What is needed:
Would you give again, exactly, the lines running from the line with "Please locate the thin" to the end of the data below, both included?

(Stored items)
----
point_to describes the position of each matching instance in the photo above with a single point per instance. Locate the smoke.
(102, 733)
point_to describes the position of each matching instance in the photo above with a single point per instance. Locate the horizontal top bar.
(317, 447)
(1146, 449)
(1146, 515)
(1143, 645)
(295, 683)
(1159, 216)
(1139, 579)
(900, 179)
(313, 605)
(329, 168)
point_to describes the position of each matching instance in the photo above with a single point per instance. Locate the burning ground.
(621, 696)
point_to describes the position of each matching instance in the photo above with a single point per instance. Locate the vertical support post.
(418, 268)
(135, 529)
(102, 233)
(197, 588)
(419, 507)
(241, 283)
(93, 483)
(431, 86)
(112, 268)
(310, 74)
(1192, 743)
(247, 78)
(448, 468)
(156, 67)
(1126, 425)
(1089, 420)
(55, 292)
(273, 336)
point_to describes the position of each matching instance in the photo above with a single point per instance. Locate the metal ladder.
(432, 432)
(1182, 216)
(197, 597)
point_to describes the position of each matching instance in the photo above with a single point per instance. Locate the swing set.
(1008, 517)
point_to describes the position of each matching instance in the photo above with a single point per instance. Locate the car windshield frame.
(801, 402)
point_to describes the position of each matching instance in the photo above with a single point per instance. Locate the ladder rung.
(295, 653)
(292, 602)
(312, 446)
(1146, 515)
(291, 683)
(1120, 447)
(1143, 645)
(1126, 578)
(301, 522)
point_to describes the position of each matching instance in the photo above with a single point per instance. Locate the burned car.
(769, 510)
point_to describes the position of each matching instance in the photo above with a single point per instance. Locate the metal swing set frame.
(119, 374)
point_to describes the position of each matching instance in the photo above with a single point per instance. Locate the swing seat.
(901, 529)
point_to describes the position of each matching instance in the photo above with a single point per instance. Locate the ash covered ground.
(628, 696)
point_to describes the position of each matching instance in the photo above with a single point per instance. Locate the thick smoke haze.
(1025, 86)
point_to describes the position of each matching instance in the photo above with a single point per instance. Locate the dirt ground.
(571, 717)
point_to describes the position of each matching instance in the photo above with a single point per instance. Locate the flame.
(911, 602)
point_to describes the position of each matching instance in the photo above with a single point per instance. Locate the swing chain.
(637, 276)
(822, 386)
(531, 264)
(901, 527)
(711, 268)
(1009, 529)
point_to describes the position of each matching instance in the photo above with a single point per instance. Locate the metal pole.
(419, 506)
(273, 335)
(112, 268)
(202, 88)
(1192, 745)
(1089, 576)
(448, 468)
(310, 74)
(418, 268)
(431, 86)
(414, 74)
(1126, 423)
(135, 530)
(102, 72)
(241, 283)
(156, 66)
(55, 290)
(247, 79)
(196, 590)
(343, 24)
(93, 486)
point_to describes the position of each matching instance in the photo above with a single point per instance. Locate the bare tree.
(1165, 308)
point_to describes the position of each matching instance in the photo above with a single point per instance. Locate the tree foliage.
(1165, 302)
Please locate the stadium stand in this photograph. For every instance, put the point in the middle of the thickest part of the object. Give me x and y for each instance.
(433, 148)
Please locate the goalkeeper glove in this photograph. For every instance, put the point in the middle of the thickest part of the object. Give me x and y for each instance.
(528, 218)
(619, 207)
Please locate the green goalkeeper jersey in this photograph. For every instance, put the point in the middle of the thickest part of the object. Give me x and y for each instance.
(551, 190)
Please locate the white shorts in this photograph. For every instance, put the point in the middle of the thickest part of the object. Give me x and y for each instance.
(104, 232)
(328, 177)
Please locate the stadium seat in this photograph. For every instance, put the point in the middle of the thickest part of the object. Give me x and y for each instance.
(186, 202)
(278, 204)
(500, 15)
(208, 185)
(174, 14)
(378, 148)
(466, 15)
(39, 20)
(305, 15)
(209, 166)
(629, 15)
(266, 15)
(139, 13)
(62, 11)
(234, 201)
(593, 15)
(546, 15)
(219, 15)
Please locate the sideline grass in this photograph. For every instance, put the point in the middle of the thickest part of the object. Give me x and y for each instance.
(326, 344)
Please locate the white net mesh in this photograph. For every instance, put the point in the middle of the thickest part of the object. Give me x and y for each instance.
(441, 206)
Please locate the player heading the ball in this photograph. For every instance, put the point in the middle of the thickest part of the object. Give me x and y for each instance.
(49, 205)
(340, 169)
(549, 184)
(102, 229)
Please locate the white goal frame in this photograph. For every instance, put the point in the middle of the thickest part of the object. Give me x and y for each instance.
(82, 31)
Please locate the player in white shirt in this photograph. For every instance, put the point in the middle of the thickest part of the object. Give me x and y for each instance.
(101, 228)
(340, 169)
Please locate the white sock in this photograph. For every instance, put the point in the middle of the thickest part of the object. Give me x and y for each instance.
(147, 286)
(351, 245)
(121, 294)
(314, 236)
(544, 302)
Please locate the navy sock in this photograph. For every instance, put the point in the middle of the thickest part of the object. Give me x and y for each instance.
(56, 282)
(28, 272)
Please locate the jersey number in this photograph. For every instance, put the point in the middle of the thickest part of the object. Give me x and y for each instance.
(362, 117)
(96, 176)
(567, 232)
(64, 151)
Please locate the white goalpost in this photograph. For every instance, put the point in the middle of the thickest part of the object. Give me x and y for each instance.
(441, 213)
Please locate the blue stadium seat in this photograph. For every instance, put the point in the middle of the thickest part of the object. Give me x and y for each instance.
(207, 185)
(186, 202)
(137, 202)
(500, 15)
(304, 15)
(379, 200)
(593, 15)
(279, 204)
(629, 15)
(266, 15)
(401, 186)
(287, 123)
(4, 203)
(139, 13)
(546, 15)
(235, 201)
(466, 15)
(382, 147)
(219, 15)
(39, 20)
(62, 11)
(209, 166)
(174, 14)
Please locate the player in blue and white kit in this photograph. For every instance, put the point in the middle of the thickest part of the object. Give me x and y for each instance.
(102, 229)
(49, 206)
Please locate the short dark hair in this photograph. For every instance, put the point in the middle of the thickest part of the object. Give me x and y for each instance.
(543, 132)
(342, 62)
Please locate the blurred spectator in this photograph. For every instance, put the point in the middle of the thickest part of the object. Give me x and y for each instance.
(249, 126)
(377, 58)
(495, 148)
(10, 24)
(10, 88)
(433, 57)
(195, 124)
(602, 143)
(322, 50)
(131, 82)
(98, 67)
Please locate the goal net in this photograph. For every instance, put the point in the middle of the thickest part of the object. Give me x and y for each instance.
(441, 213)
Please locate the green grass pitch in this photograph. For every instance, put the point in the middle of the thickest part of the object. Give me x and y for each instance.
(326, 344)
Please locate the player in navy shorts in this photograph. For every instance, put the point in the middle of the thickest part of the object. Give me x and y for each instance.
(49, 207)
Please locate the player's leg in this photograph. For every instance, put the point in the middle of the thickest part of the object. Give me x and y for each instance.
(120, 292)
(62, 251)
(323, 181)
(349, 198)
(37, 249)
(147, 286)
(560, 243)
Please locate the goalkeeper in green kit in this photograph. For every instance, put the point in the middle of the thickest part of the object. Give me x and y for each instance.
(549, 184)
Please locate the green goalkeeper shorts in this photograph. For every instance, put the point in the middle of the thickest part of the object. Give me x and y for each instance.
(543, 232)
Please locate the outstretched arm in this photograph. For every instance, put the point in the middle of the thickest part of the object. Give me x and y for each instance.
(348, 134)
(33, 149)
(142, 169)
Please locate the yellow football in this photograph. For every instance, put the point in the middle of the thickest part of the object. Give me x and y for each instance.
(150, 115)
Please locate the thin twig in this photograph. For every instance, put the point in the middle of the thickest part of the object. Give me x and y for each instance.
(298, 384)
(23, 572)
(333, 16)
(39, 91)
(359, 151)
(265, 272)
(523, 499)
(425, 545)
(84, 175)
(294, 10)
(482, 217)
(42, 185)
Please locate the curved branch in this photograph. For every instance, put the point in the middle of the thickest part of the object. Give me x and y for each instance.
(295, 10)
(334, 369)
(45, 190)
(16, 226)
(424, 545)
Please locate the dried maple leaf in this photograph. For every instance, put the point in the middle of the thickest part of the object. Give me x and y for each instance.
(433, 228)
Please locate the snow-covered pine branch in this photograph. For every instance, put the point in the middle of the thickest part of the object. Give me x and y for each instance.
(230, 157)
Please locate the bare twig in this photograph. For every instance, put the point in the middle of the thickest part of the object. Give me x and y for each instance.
----
Response to this exercise:
Please locate the thin twig in this photograph. For every instance, put the point in the middle of the thickest part of the object. Give me x and y for each instance.
(298, 384)
(23, 572)
(333, 16)
(39, 91)
(359, 151)
(265, 272)
(523, 499)
(425, 545)
(84, 175)
(294, 10)
(482, 217)
(42, 185)
Please locate the curved branch in this photograph. For every instance, put the point in the middle of the thickest part of the object. Give me x and y for each instance.
(295, 10)
(334, 369)
(45, 190)
(16, 226)
(424, 545)
Please locate the dried maple leaf in this photograph. For every instance, put the point in the middle of the thickest part of the object. Give me x and y for each instance.
(433, 228)
Please locate the snow-covered pine branch in this photograph. For every instance, put the point in the middle of the thickest part of the object. Give me x and y for each instance.
(230, 157)
Please locate the bare twig in this photograph. For every instance, put the point in the middle of the thickest part of the object. Give me x and y for each instance.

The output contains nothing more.